• [Exercise details]
Work through the data below and copy out every line where "green" is found.

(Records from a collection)

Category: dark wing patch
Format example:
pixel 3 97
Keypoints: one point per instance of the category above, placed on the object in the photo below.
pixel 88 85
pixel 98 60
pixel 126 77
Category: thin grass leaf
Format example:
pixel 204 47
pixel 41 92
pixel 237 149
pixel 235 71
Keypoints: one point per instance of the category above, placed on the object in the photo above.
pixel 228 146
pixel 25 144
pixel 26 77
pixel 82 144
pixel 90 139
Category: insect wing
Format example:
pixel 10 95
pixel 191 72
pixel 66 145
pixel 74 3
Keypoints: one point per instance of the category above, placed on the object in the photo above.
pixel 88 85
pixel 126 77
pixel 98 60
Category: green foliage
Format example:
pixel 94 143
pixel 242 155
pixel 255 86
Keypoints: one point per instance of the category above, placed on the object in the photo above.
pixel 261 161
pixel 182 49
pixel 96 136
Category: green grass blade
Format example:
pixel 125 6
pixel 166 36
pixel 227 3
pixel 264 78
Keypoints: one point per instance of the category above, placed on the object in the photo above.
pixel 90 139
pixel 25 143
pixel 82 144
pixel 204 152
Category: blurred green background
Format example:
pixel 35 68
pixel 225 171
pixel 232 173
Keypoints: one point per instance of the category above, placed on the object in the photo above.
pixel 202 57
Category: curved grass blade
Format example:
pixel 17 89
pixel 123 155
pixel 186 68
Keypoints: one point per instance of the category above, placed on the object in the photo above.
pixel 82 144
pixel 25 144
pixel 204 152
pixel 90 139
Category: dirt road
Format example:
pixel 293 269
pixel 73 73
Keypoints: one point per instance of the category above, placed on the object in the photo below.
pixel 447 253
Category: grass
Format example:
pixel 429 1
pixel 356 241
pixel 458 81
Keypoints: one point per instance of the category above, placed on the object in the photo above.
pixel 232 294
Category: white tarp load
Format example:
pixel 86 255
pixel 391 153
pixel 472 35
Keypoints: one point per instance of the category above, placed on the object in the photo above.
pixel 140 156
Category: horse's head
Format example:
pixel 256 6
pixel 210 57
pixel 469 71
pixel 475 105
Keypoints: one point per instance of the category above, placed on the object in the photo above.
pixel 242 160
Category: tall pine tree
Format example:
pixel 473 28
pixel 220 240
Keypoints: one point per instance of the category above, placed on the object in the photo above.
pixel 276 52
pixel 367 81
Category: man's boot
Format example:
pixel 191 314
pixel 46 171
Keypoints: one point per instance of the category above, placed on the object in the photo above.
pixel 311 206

• [Result of this exercise]
Category: green foliage
Category: green grass blade
Category: blurred green background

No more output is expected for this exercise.